[start]

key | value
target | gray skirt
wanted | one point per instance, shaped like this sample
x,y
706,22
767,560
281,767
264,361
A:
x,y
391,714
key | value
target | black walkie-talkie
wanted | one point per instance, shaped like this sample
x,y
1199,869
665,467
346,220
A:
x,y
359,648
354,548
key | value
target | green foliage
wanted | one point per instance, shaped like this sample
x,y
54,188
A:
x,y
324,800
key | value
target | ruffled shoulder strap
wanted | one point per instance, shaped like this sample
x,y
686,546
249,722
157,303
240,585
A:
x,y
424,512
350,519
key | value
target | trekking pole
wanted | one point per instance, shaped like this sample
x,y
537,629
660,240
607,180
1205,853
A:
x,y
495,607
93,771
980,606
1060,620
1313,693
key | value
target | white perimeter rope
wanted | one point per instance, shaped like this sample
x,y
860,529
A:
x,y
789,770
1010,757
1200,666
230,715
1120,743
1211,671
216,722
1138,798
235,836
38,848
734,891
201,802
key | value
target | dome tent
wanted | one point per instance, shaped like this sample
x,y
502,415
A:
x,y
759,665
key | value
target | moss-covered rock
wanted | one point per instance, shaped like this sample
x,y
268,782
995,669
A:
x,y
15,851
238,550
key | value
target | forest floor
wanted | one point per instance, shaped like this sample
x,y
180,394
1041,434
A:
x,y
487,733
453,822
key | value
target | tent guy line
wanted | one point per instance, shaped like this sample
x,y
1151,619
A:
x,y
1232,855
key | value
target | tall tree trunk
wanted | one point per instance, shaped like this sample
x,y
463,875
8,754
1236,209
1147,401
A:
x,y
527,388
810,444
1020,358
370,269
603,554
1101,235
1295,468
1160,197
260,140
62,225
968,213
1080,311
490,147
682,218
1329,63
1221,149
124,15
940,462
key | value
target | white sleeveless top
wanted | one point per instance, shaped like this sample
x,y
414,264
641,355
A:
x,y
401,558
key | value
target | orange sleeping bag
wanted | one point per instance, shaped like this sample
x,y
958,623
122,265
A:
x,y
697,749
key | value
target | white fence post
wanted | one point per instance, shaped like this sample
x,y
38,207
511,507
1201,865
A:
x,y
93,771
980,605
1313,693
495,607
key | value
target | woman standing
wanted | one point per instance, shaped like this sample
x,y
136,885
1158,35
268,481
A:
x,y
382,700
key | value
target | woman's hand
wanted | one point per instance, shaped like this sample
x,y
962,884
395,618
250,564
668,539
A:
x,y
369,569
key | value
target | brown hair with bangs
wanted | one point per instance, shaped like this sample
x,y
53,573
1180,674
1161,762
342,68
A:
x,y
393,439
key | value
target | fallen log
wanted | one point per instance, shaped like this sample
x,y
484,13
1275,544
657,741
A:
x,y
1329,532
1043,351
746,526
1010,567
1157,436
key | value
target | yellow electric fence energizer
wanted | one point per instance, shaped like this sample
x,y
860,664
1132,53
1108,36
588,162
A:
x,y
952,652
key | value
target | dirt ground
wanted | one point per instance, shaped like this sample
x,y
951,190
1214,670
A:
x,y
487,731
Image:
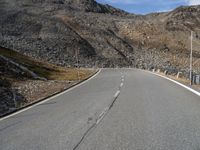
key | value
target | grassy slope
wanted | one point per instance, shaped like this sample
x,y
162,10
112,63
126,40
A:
x,y
44,69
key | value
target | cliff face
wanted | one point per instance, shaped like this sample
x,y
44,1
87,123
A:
x,y
57,30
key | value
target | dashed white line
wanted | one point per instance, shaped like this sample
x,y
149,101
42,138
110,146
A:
x,y
121,84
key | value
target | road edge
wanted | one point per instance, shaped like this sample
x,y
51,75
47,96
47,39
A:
x,y
178,83
48,98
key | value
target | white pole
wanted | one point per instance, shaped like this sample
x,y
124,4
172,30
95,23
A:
x,y
191,59
77,65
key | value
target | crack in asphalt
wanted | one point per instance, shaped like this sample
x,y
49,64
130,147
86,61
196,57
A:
x,y
101,116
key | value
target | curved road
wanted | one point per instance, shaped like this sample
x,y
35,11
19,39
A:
x,y
119,109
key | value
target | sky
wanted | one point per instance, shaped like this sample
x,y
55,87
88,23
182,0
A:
x,y
148,6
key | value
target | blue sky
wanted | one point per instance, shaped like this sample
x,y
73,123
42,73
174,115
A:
x,y
148,6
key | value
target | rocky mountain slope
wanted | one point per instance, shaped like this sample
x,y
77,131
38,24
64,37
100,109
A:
x,y
58,31
24,80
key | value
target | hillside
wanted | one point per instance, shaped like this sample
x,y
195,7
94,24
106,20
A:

[end]

Reproduce each line exactly, please, except for any pictures.

key | value
target | gray skirt
wanted | one point per instance, shaped like this sample
x,y
706,22
767,560
281,767
264,361
A:
x,y
391,714
key | value
target | black walkie-talkie
wanted | one point per instance, shaped like this sample
x,y
1199,869
665,467
346,220
A:
x,y
359,648
354,548
key | value
target | green foliage
wanted | one point per instance, shaped like this sample
x,y
54,188
A:
x,y
324,800
key | value
target | ruffled shoulder strap
wanted | one point per instance, shaped like this sample
x,y
686,546
249,722
157,303
240,585
A:
x,y
424,512
350,519
key | value
target | trekking pole
wanted | one point per instance, shaped like this sample
x,y
537,629
660,240
607,180
1205,853
A:
x,y
495,607
93,771
980,606
1060,620
1313,693
key | value
target | white perimeter rope
wanted | one point per instance, shaped like this sample
x,y
860,529
A:
x,y
789,770
1010,757
1200,666
230,715
1120,743
1211,671
216,722
1138,798
235,836
38,848
734,891
201,802
key | value
target | dome tent
wanted | one point per instance, shaped like this sample
x,y
502,415
A:
x,y
759,665
key | value
target | moss-covered rock
wanted | one point per instance, shaped like this sample
x,y
268,782
995,669
A:
x,y
15,851
238,550
key | value
target | forest floor
wanted | one point per instance, shaped like this sample
x,y
180,394
1041,434
A:
x,y
487,733
453,822
key | value
target | tent guy line
wanted | one point per instance, shaped like this sample
x,y
1151,619
A:
x,y
1232,855
key | value
target | tall tree trunk
wanted | one point per instance, shaped like this sample
x,y
463,875
8,754
1236,209
1147,401
A:
x,y
527,388
810,444
1020,358
370,269
603,554
1101,235
1295,468
1160,197
260,140
62,225
968,213
1080,311
490,147
682,218
1329,63
1221,149
124,15
940,462
key | value
target | white sleeveless top
wanted | one point per instance, shaped like this sample
x,y
414,264
641,355
A:
x,y
401,558
key | value
target | orange sleeping bag
wanted | one point per instance, shaped like this sample
x,y
958,623
122,265
A:
x,y
697,749
key | value
target | white fence post
wanted | one point per instance, shaped like this sample
x,y
38,207
511,507
1201,865
A:
x,y
93,771
980,605
1313,693
495,607
key | value
target | woman standing
wanted | one point per instance, shaped like this sample
x,y
136,885
1158,35
268,481
A:
x,y
382,700
key | value
target | woman's hand
wanted | one point per instance, shaped like this sample
x,y
962,884
395,618
250,564
668,539
A:
x,y
369,569
key | value
target | brown hair with bangs
wanted | one point per instance, shaped like this sample
x,y
53,573
1180,674
1161,762
342,68
A:
x,y
393,439
key | value
target | fallen log
wanted | one point per instance, shaped like this sample
x,y
484,13
1275,544
657,741
A:
x,y
1329,532
1043,351
746,526
1010,567
1157,436
key | value
target | yellow electric fence energizer
wanted | one point per instance, shaped like this sample
x,y
860,664
1132,53
1108,36
588,162
A:
x,y
952,652
key | value
target | dirt ground
wanted | one point per instance, shaped like this sample
x,y
951,190
1214,670
A:
x,y
487,731
Image:
key | value
target | grassy slope
wanted | one point per instance, shaped like this sample
x,y
162,10
112,63
126,40
A:
x,y
44,69
key | value
target | cliff face
wanted | one point per instance, shaped like this sample
x,y
44,1
87,123
A:
x,y
57,30
key | value
target | dashed white line
wanted | one point per instance, shaped like this sample
x,y
149,101
42,138
110,146
A:
x,y
121,84
key | value
target | road edge
wanted | one point per instance, shaped like this sample
x,y
51,75
47,96
47,39
A:
x,y
178,83
48,98
key | value
target | white pole
wanted | one point per instance, shaped like this sample
x,y
124,4
172,30
95,23
A:
x,y
191,59
77,65
key | value
target | crack in asphalt
wanted | one point per instance, shaped like this sample
x,y
49,64
130,147
86,61
196,57
A:
x,y
101,116
key | value
target | curved road
wanted | one point per instance, shaped like this sample
x,y
35,11
19,39
A:
x,y
119,109
key | value
target | sky
wanted | one point per instance, shaped like this sample
x,y
55,87
88,23
182,0
A:
x,y
148,6
key | value
target | blue sky
wanted | one point per instance, shaped like this sample
x,y
73,123
42,73
174,115
A:
x,y
148,6
key | value
target | rocky mountain slope
wanted | one point per instance, shaped like this sample
x,y
77,131
38,24
64,37
100,109
A:
x,y
58,31
24,80
key | value
target | hillside
wanted | one point per instance, shaped like this sample
x,y
195,7
94,24
106,20
A:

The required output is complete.